EXERCISE TEXT ::
A year after its president Jair Bolsonaro wrote Covid-19 off as ‘just a little flu’, Brazil is logging record daily death figures while its healthcare system faces collapse. Maria Lombardini in Rio de Janeiro tells Colm McGuirk about the last year
Photo by Matheus Bertelli via Pexels.com

Brazil is in the grip of a devastating second wave of the coronavirus, that claimed around 66,500 lives in March. 

Watch Colm McGuirk talk to Maria Lombardini about Covid-19 in Brazil

With the native, more transmissible P1 strain pervasive, Brazil’s health system is at breaking point, with many intensive care units across the country unable to cope with patient numbers.

Brazil, the sixth-most-populated country in the world with around 211 million people, is now second only to the USA in total Covid-19 fatalities.

Brazilian president Jair Bolsonaro’s response to the pandemic has come under much fire. The ex-army captain, who has reminisced fondly about Brazil’s violently oppressive military dictatorship of 1964-85, was elected in 2018 on a promise of law and order in a country dogged by crime – in spite of a catalogue of misogynistic, racist and homophobic public utterances.

Bolsonaro has left it to state and city governments in Brazil to implement lockdowns, and refused to do so at a national level. Instead, he has downplayed the severity of the virus, attended large gatherings, and promoted and purchased unproven treatments for Covid-19. 

The president won support last year after signing off on generous cash handouts that left many of Brazil’s most impoverished better off than before the pandemic, but the trauma of this second wave has seen his approval rating sink to an all-time low in recent weeks.

In keeping with global patterns, a recently published study by The Lancet concluded that “existing socioeconomic inequalities [in Brazil], rather than age, health status, and other risk factors for COVID-19, have affected the course of the epidemic, with a disproportionate adverse burden on states and municipalities with high socioeconomic vulnerability.”

As mutating variants continue to ravage and vaccination programmes falter, Brazil’s crisis looks set to rage on.

PROBLEM TO SOLVE :: Copy the stretch of the text on Covid-19 in Brazil from "The president won" through "to rage on.".

THE DATA ::
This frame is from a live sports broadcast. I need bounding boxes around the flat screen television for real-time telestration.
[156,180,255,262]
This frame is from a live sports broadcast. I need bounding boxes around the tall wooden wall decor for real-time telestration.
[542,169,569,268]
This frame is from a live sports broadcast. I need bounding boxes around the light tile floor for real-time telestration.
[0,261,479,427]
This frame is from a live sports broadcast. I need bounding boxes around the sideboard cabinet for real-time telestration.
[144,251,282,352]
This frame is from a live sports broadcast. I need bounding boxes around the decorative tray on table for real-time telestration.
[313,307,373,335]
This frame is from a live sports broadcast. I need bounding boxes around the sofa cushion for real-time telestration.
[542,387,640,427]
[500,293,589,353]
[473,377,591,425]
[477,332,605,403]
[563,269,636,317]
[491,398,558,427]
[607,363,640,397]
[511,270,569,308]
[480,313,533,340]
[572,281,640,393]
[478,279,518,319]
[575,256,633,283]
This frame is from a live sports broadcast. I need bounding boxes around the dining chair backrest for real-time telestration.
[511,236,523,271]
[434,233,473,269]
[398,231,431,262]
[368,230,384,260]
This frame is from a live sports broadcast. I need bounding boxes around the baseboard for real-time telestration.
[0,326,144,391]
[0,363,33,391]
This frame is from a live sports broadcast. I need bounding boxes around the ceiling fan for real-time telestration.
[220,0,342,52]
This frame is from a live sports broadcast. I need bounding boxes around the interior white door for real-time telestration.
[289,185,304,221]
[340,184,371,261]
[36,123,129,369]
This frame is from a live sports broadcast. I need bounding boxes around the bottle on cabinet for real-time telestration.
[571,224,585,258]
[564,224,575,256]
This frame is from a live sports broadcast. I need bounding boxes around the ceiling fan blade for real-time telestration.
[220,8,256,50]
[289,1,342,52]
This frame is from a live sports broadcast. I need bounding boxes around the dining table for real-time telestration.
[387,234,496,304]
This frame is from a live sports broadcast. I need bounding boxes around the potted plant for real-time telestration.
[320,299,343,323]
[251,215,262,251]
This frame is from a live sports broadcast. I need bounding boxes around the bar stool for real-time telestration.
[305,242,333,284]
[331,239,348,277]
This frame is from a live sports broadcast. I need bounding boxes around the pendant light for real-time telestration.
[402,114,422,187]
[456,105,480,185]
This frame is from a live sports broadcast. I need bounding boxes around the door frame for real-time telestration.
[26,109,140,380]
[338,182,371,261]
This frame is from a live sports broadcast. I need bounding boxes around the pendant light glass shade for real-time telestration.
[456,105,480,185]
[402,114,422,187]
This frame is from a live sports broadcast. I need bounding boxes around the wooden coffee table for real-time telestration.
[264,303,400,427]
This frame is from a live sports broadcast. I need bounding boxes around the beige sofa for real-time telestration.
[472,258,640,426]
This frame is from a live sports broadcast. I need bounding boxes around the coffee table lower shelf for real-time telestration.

WRITTEN REPLY ::
The president won support last year after signing off on generous cash handouts that left many of Brazil’s most impoverished better off than before the pandemic, but the trauma of this second wave has seen his approval rating sink to an all-time low in recent weeks.

In keeping with global patterns, a recently published study by The Lancet concluded that “existing socioeconomic inequalities [in Brazil], rather than age, health status, and other risk factors for COVID-19, have affected the course of the epidemic, with a disproportionate adverse burden on states and municipalities with high socioeconomic vulnerability.”

As mutating variants continue to ravage and vaccination programmes falter, Brazil’s crisis looks set to rage on.